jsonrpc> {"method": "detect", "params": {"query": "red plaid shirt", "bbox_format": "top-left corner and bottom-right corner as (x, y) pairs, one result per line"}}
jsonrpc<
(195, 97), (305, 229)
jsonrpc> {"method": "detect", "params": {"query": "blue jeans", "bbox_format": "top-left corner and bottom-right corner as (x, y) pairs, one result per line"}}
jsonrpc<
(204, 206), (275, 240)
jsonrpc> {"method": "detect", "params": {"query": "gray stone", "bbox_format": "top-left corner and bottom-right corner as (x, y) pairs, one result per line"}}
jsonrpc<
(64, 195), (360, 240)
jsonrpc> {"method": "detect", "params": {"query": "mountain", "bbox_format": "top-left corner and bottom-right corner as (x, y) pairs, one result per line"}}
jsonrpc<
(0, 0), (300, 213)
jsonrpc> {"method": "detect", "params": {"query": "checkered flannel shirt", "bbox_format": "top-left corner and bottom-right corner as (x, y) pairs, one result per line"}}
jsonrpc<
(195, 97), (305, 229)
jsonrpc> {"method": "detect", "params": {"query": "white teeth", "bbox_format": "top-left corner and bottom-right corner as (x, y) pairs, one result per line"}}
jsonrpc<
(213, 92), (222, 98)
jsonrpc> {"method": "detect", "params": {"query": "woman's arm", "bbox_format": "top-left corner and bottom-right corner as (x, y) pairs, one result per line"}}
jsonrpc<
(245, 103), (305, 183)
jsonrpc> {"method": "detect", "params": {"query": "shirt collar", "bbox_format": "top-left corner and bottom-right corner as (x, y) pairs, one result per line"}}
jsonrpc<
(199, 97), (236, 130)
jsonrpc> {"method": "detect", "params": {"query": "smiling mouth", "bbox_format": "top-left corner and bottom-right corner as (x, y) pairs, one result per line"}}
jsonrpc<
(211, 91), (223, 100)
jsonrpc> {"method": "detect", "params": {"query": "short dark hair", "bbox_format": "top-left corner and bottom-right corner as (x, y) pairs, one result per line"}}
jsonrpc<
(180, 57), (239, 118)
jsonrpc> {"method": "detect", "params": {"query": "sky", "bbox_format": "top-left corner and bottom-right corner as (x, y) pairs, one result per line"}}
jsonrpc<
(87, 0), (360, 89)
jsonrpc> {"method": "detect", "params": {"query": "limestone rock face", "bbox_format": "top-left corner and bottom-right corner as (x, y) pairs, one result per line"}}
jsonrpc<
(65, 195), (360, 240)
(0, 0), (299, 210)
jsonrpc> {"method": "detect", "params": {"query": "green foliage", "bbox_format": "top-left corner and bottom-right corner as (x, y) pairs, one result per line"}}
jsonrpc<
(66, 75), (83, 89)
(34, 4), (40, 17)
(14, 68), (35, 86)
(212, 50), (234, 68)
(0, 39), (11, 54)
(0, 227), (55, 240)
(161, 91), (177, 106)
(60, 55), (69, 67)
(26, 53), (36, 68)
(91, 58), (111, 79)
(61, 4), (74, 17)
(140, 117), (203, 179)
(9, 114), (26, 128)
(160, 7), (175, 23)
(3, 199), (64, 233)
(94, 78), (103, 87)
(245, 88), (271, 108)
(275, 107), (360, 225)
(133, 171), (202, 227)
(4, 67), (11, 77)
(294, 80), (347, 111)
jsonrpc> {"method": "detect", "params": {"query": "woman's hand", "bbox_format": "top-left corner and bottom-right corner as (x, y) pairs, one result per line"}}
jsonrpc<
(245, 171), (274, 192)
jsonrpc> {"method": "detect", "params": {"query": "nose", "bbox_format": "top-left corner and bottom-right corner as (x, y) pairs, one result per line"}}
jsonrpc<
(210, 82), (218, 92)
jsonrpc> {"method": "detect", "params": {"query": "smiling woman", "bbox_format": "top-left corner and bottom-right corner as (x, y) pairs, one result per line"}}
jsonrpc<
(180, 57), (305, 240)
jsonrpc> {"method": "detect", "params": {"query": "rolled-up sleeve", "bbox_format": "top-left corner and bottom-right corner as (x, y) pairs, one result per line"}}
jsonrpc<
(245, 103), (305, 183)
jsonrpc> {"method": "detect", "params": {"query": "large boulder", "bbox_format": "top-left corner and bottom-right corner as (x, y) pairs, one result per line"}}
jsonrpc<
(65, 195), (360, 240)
--------------------------------
To be done.
Pull out each line from the rows above that contains the word "smiling".

Output for this task.
jsonrpc> {"method": "detect", "params": {"query": "smiling mouth", "bbox_format": "top-left corner and bottom-right corner as (x, y) pairs, one result per line"}}
jsonrpc> {"method": "detect", "params": {"query": "smiling woman", "bbox_format": "top-left corner and bottom-right corner as (x, y) pairs, one result per line"}}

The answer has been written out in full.